Source material:
** BEGIN **
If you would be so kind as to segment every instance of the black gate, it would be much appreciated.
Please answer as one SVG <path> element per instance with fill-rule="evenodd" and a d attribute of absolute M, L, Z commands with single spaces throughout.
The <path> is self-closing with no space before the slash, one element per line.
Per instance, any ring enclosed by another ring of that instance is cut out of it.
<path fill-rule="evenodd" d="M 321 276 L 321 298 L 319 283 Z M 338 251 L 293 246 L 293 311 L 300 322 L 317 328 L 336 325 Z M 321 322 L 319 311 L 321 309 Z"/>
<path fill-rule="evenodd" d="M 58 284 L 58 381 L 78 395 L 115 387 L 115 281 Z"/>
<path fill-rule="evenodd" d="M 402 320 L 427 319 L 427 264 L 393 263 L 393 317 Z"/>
** END **
Aim: Scale every entry above by 2.3 by writing out all its lines again, requests included and left unchanged. Multiply each coordinate in the answer paths by 2.3 and round it to a whole number, with halves rounded up.

Result of the exercise:
If you would be so kind as to segment every instance of the black gate, it would be much appreciated.
Please answer as one SVG <path> element per instance with fill-rule="evenodd" and a d attribute of absolute M, L, Z commands with single spaces throughout.
The <path> is self-closing with no space before the slash, one element per line.
Per instance, any ring enclosed by another ring of that instance is cut out of it.
<path fill-rule="evenodd" d="M 738 635 L 738 685 L 734 651 Z M 777 577 L 674 566 L 674 715 L 690 741 L 729 754 L 773 748 Z M 738 741 L 734 715 L 738 711 Z"/>
<path fill-rule="evenodd" d="M 133 653 L 133 876 L 179 909 L 265 890 L 265 646 Z"/>
<path fill-rule="evenodd" d="M 925 736 L 982 734 L 982 607 L 904 605 L 904 729 Z"/>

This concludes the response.